Exercise brief: In the copy, keep every word of the data below and none of its pictures.

[[ Dataset entries open ]]

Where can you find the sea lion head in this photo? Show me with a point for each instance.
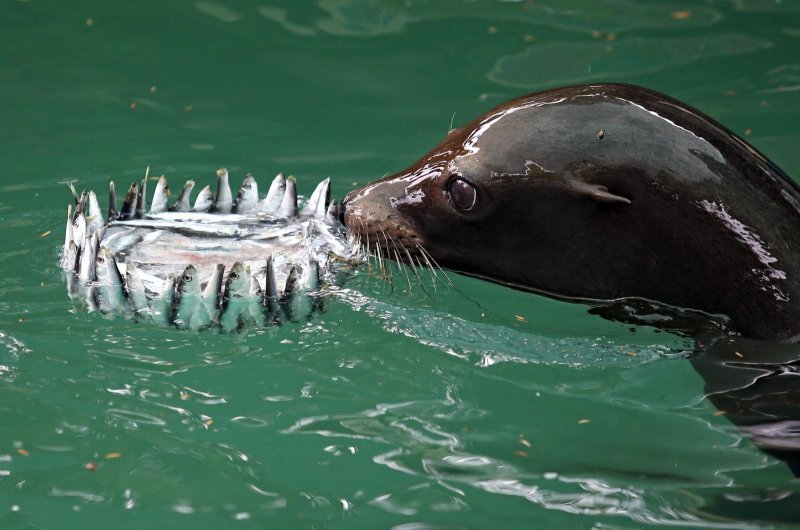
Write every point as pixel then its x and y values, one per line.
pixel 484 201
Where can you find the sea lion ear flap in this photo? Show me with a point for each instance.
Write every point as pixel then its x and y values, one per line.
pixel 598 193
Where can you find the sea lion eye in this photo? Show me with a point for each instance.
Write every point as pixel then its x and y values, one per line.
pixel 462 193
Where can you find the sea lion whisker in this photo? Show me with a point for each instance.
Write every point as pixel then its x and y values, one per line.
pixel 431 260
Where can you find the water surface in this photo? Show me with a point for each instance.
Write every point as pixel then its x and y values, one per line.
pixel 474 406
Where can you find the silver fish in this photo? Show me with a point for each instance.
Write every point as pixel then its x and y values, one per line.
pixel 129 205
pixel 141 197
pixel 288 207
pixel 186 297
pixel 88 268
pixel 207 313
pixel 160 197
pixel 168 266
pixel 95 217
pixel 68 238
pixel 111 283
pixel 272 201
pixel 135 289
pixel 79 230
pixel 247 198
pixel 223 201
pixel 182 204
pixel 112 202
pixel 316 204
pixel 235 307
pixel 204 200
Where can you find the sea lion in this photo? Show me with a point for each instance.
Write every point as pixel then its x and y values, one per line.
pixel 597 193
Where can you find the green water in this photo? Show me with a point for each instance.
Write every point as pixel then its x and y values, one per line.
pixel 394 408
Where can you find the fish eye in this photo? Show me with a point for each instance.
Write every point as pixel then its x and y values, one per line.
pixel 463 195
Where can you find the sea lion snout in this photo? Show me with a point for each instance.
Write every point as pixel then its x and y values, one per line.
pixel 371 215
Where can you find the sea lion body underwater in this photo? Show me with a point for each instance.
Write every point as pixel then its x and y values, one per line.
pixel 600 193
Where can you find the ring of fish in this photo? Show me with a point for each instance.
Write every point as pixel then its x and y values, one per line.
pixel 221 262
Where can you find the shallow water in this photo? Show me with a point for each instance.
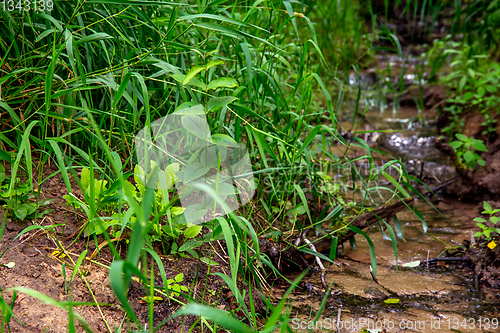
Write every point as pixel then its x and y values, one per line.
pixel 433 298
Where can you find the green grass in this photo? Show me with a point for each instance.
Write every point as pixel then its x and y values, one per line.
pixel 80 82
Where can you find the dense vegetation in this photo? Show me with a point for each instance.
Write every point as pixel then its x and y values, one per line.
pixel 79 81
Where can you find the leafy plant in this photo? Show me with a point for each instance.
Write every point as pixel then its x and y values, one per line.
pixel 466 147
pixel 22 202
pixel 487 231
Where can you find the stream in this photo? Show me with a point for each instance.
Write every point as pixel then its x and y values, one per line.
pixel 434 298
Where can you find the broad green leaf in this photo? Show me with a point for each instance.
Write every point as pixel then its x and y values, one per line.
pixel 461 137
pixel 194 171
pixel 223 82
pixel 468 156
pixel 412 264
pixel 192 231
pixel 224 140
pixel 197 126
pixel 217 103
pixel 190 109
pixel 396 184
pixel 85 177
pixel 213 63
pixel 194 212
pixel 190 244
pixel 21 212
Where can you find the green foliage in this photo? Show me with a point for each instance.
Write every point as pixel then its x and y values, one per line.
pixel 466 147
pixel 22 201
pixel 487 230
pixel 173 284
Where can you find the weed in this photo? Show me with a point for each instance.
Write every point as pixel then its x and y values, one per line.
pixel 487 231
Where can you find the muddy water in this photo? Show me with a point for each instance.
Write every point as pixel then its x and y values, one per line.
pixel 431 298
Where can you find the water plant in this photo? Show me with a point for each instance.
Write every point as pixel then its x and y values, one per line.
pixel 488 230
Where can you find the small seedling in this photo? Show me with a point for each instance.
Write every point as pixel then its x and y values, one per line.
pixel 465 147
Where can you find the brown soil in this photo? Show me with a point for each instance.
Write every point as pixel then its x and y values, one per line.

[[ Dataset entries closed ]]

Solution to this task:
Where can you find the sea lion head in this photo? Show me with a point for each instance.
Write every point as pixel then its x and y values, one per line.
pixel 484 201
Where can you find the sea lion ear flap in this photo? Show me with a point for each instance.
Write every point as pixel then its x and y values, one per line.
pixel 598 193
Where can you find the sea lion eye in this photo? Show me with a point for each instance.
Write every point as pixel then its x and y values, one per line.
pixel 462 193
Where can you find the sea lion whisker in this photo? Show me with a point for each instance.
Write every point as pixel then its x and y values, one per line.
pixel 431 260
Where can you find the water surface in this photo? Show me with a point for each instance.
Write every point as pixel then its x and y values, one per line.
pixel 474 406
Where can you find the silver fish in this photo? Show me with a point for each instance.
Write every point as pixel then its x and y values, one per line.
pixel 129 205
pixel 141 197
pixel 288 207
pixel 186 297
pixel 88 268
pixel 207 313
pixel 160 197
pixel 168 266
pixel 95 217
pixel 68 238
pixel 111 283
pixel 272 201
pixel 135 289
pixel 79 230
pixel 247 198
pixel 223 201
pixel 182 204
pixel 112 202
pixel 316 204
pixel 235 307
pixel 204 200
Where can you find the sea lion in this photo? Show me with a point for each instance.
Write every point as pixel then its x and y values, one per line.
pixel 597 193
Where can you find the green water in this photo? Show me with a point for each instance.
Write every point as pixel then its x and y values, one per line.
pixel 394 408
Where can you find the fish eye in this photo? Show me with a point for each instance.
Write every point as pixel then its x and y values, one per line.
pixel 463 195
Where can you find the sea lion snout in this photo? Show me with a point for each instance.
Write every point as pixel then its x and y values, one per line.
pixel 371 215
Where can you find the sea lion body underwater in this photo? Show me with a point for each instance.
Write every point as pixel then its x and y values, one per line.
pixel 600 193
Where can you find the ring of fish in this photo? Show me with a point for each instance.
Write every point as pixel then its x and y values, one per line.
pixel 221 262
Where can you find the shallow water in this photo? Show me with a point for each instance.
Write every point as pixel then its x and y values, one per line.
pixel 433 298
Where can you find the green grass in this photo? Show me with a point for each instance.
Write every point as pixel then its x and y values, one per line.
pixel 80 82
Where can you find the dense vegetation in this photo? Show me with a point for each instance.
Write every point as pixel then its x and y values, one per line.
pixel 79 81
Where can you find the leafy plant in this photo? Show me with a point for each instance.
Write every point as pixel then its x and y values, one per line.
pixel 466 147
pixel 22 202
pixel 487 231
Where can you find the stream in this photo? Show me with a point for each instance.
Write every point as pixel then its x and y values, one per line.
pixel 434 298
Where can you find the broad green leaf in this photo? Show me with a point for each instance.
Write every point as pixel then its x and y values, one per line.
pixel 461 137
pixel 194 171
pixel 223 82
pixel 468 156
pixel 412 264
pixel 192 231
pixel 224 140
pixel 197 126
pixel 217 103
pixel 190 109
pixel 396 184
pixel 85 177
pixel 213 63
pixel 194 212
pixel 190 244
pixel 21 212
Where can you find the green foliage in this photo? Show me with a point for each instance.
Write every point as pixel then its x and y values, one per line.
pixel 466 147
pixel 22 201
pixel 487 230
pixel 173 284
Where can you find the weed in this photo? Show me with a point for each instance.
Write every point as pixel then its x and y values, one per line.
pixel 487 231
Where can you find the muddy water in this photo? Show me with a point for each instance.
Write every point as pixel then its x and y values, one per line.
pixel 431 298
Where can you find the water plant in this photo? Show me with a point for each instance.
Write every point as pixel then its x and y values, one per line.
pixel 488 230
Where can you find the small seedling in this photo? Show me with a point for each instance.
Write every point as pixel then its x and y values, one per line.
pixel 465 147
Where can you find the brown soil in this photo? Show me with a point for each instance.
Write every point as pixel then its x and y values, one per line.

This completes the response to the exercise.